----- Extrait du document

Pelléas et Mélisande de Debussy à l’Opéra-Bastille

Xl_pelleasetmelisande © DR

Cent-dix ans après sa création, Pelléas et Mélisande n’est plus une œuvre révolutionnaire. Pourtant, c’est toujours un opéra un peu à part, pas vraiment lyrique, assez désincarné, sublime orchestralement mais en fait, à quelques exceptions près, assez anti-vocal.

Sa reprise à l’Opéra-Bastille réunit tous ce qui peut faire une réussite : d’abord la mise en scène de Robert Wilson, dans son maniérisme exacerbé (parti pris de lenteur extrême, volonté d’absolu, non réalisme, gestes étranges qui semblent obéir à une sémantique de sémaphore) correspond au fond assez bien à l’œuvre, à ce maniérisme qui baigne le texte de Maeterlinck et, souvent, la musique flottante de Debussy.

La distribution est en tous points excellente, du Pelléas stylé de Stéphane Degout à la Mélisande toute en fraicheur de la jeune russe Elena Tsallagova, pur produit de l’Atelier Lyrique de l’Opéra de Paris, qui apporte un peu de lumière à cet univers étouffant. En revanche Anne Sofie von Otter n’impose guère sa Geneviève un peu placide. Mais le Arkel de Franz Josef Selig, sombre mais jamais lugubre, avec au contraire une vraie humanité qui s’inscrit dans le grain de sa voix noble est un des atouts majeurs de cette représentation, avec le Golaud torturé, douloureux, ardent, superlatif de Vincent Le Texier, grande voix et interprétation toute en tension, magnifique.

----------
----- Données fournies

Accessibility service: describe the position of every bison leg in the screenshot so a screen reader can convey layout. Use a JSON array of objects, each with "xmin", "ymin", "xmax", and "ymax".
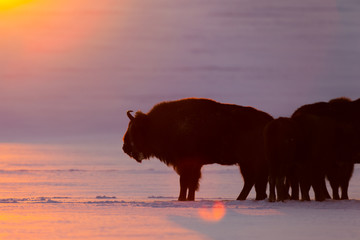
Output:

----------

#### [Consigne]
Recopiez à l'identique, dans la critique de Pelléas et Mélisande, le passage qui s'ouvre sur les mots « Pelléas et Mélisande de » et s'achève sur « flottante de Debussy. ».

#### [Corrigé]
Pelléas et Mélisande de Debussy à l’Opéra-Bastille

Xl_pelleasetmelisande © DR

Cent-dix ans après sa création, Pelléas et Mélisande n’est plus une œuvre révolutionnaire. Pourtant, c’est toujours un opéra un peu à part, pas vraiment lyrique, assez désincarné, sublime orchestralement mais en fait, à quelques exceptions près, assez anti-vocal.

Sa reprise à l’Opéra-Bastille réunit tous ce qui peut faire une réussite : d’abord la mise en scène de Robert Wilson, dans son maniérisme exacerbé (parti pris de lenteur extrême, volonté d’absolu, non réalisme, gestes étranges qui semblent obéir à une sémantique de sémaphore) correspond au fond assez bien à l’œuvre, à ce maniérisme qui baigne le texte de Maeterlinck et, souvent, la musique flottante de Debussy.